▶ Text section:
Learn why technology is impeding patient care and discover why healthcare isn't more efficient.
You would think in today's interconnected world, sharing or transmission of medical images would be easy. But, while technology enables us to connect in ways we never thought possible, it also does its fair share to deter its use in patient care. Here are the top reasons technology is holding back medical imaging progress.
PACS don't talk to each other
Most medical imaging installations are proprietary despite the fact that medical images typically adhere to the DICOM standard. Few are accessible by other systems. When we work within hospital systems, we often find multiple incompatible PACS systems (often from acquisitions) that don't talk to each other. Their physicians and radiologist crave sharing, but their technology holds them back.
Doctors can't access patient images
Physicians affiliated with that healthcare organization need access to their patients’ images. Often, the best solution is to log on to these remote systems with a web browser, having to recall a different set of credentials for each location, subject to time outs of their connections and poor image quality. Physicians crave access to these images on the equipment on which they are familiar and in more convenient settings. This often includes mobile solutions on pads or phones.

▶ Work order 1: List every drawback that the medical imaging text gives for physicians logging on to remote systems with a web browser.
▶ Work order 2: Carry on the medical imaging text from its final sentence.

▶ Record extracts:

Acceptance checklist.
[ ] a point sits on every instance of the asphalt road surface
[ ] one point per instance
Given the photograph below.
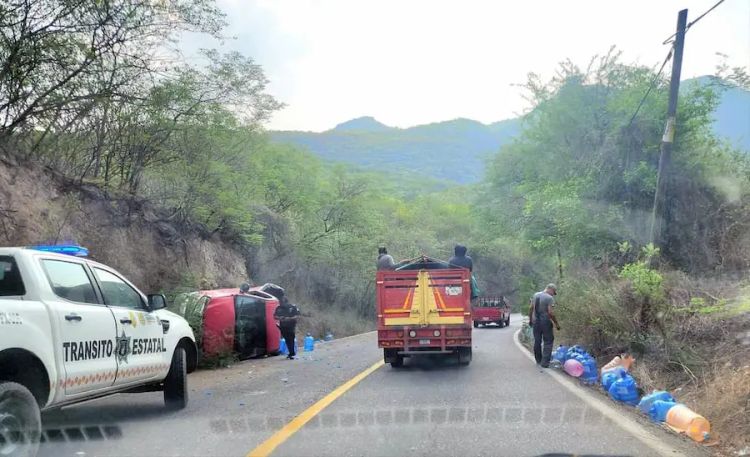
(500, 405)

▶ Written answer 1:
- Having to recall a different set of credentials for each location
- Time outs of their connections
- Poor image quality

▶ Written answer 2:
We rely on CD's and Sneakers...
Back (in the dark ages of the 1980’s) before Local Area Networks (LANs), Wide Area Networks (WANs) or the internet, we used to joke about our network infrastruture being Sneaker Net; literally running between machines with a disk in our hand to transfer files. Interestingly, in the medical imaging world today Sneaker Net is alive and well and the predominant methodology for sharing of images. But perhaps worse, the data contained on these disks that we run between machines to share, is often not readable or incompatible.
Cost of investing in new technology
We are told by physicians that the volume of data that is now available to them is overwhelming. With squeezed reimbursements, they are not apt to spend money to solve a new problem. They go on to complain that the doctor - patient relationship already has become too impersonal and they fear more technology will exacerbate that problem.
What is the solution?
We must fix this mess! We must bring the medical imaging profession up to the 21st Century's ability to instantaneously share data. While technology is available, we must provide new business models for connecting, sharing and compatibility between these disparate systems.
That is what we believe in at Purview. Break down barriers. Share more faster. Give immediate access to caregivers wherever, whenever, and however they desire it. We are working with doctors and hospitals to break down the prejudices and historical barriers amongst PACS systems to encourage and enable the electronic interaction that is required for today’s healthcare. Our technology, while not a substitute for the personal interaction between patients and doctors, is a great way to supplement and complement the relationship by making medical information and diagnosis simpler and more accessible to both the doctors and patients who need it.